Requirements:
Extract each line of the records that contains the word "stethoscope" and list those lines.

[Stored items from a collection]
____

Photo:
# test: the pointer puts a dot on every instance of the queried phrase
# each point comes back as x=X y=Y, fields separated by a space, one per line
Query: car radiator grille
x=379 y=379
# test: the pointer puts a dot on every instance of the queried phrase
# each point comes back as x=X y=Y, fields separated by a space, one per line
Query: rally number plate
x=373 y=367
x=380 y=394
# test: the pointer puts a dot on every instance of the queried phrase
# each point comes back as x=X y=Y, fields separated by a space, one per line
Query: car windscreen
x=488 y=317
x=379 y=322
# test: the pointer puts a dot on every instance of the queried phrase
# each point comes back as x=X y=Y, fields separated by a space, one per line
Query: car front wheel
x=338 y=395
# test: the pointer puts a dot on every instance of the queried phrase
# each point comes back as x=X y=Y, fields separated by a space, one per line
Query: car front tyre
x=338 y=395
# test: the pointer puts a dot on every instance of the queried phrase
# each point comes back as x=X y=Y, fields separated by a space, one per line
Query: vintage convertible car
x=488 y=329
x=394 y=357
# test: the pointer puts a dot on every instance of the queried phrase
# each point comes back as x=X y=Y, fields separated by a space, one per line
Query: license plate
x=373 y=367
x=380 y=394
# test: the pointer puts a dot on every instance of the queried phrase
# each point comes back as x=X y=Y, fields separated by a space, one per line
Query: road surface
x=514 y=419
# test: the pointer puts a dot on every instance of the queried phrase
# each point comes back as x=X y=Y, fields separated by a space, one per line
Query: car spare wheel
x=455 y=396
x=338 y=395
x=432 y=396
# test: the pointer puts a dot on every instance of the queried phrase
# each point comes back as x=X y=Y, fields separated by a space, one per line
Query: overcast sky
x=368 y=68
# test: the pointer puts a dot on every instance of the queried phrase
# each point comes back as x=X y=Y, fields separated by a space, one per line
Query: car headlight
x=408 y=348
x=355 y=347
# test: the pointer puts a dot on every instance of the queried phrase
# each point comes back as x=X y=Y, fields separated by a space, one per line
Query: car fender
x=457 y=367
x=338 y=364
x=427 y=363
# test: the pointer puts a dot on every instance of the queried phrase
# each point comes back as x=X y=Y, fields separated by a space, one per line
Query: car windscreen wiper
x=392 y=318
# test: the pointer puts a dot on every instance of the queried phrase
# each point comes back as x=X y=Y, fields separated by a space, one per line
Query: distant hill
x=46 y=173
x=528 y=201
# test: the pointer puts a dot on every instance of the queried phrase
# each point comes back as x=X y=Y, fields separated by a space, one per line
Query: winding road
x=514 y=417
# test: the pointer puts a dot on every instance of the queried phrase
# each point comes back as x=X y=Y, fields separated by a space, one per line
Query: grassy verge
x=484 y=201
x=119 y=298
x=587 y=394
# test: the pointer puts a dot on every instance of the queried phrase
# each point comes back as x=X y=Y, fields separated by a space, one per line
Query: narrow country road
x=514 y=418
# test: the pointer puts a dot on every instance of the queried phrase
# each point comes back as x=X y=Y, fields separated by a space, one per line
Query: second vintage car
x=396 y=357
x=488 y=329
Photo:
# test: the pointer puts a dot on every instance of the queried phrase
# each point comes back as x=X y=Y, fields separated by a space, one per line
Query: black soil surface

____

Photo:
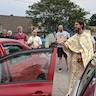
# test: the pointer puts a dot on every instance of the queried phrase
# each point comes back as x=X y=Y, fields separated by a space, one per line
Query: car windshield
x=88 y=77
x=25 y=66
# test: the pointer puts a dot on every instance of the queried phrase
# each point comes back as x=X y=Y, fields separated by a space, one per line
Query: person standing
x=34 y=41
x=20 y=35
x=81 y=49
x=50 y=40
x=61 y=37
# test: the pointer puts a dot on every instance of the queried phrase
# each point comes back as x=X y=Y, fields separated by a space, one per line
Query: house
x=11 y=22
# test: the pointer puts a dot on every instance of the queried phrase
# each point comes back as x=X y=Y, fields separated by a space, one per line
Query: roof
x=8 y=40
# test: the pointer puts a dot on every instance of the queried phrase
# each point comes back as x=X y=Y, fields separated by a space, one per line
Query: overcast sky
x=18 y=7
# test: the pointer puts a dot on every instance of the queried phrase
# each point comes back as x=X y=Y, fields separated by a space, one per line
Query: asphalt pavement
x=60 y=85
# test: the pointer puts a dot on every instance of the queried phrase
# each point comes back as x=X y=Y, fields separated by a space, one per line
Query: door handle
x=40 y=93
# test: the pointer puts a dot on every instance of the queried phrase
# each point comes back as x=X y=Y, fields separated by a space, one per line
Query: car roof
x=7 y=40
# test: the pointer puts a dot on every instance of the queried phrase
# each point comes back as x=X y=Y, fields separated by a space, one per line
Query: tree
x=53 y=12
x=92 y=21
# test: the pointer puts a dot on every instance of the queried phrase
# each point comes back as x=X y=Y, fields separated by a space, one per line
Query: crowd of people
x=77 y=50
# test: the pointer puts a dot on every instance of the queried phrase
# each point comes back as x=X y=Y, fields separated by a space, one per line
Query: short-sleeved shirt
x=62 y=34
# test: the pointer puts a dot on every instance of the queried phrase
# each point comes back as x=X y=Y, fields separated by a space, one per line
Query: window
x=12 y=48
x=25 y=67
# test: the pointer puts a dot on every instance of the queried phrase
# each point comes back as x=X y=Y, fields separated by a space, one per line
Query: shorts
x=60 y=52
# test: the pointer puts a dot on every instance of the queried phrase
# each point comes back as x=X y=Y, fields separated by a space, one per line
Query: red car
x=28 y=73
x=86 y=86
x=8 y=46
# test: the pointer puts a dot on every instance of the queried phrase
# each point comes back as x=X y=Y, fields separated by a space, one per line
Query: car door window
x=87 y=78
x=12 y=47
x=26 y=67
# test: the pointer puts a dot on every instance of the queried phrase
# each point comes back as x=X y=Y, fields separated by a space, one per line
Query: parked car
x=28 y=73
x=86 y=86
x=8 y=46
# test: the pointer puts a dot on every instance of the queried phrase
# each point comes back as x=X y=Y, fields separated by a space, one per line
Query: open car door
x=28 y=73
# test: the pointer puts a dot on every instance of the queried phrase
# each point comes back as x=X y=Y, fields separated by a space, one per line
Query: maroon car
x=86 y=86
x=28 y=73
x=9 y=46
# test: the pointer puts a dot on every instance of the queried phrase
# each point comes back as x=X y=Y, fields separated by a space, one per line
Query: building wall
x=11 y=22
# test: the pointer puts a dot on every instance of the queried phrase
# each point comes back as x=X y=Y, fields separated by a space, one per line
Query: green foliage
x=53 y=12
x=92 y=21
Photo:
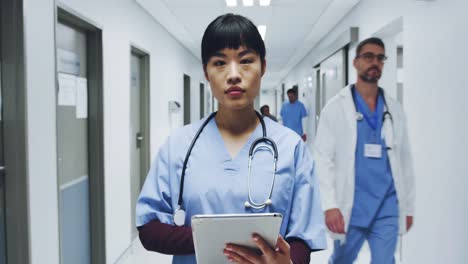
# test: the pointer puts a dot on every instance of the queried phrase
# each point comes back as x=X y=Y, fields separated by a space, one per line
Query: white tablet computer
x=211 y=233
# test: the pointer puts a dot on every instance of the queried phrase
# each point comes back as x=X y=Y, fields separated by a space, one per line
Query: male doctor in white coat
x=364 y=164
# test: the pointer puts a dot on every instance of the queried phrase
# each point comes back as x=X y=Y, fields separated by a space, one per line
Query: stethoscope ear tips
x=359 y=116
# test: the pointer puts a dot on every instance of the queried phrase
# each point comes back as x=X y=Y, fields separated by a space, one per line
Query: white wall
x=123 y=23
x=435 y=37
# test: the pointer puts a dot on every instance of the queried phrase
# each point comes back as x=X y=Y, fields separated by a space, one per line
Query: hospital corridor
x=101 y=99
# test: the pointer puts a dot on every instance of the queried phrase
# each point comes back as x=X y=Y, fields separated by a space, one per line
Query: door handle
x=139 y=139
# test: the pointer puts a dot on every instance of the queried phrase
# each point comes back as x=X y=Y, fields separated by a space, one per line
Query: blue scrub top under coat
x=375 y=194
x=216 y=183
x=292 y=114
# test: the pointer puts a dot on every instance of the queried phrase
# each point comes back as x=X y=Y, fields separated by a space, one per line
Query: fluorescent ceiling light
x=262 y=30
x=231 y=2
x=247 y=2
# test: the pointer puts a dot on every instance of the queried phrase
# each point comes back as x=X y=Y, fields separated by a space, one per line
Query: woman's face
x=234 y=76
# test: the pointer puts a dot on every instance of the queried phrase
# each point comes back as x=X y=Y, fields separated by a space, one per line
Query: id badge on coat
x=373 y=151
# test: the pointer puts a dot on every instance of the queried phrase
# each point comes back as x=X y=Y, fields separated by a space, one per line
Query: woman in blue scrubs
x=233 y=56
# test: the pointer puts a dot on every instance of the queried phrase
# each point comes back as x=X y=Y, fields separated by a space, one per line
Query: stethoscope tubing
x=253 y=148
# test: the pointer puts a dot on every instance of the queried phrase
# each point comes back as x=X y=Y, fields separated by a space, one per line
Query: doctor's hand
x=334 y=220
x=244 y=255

____

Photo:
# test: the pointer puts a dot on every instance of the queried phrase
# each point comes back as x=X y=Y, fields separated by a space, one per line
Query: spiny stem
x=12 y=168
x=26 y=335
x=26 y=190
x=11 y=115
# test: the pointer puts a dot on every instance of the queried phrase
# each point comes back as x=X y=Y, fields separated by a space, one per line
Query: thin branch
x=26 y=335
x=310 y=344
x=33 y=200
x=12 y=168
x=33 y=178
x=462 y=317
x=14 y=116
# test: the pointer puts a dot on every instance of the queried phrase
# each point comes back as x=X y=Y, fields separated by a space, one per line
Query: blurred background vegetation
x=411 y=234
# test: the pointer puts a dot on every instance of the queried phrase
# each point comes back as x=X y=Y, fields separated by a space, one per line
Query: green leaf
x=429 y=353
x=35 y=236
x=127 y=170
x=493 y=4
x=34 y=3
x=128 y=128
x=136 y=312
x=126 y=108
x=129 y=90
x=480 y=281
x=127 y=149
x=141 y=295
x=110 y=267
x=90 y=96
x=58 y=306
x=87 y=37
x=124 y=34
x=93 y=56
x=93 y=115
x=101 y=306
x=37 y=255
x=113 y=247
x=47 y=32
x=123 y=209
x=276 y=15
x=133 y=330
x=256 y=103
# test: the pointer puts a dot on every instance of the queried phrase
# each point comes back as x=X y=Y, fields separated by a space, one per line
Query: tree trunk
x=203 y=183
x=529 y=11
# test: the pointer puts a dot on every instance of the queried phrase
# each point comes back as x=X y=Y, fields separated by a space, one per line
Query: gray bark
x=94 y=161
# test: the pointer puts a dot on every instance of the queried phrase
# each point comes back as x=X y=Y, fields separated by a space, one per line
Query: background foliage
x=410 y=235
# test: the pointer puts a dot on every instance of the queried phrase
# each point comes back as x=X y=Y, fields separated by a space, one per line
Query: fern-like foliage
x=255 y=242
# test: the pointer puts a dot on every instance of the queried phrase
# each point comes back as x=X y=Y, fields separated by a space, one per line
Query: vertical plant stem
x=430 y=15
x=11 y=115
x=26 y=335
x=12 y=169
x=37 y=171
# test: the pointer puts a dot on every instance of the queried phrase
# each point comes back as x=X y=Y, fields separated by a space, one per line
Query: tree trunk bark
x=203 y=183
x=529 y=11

____

Written answer:
Query: stethoscope ear tips
Query: stethoscope tubing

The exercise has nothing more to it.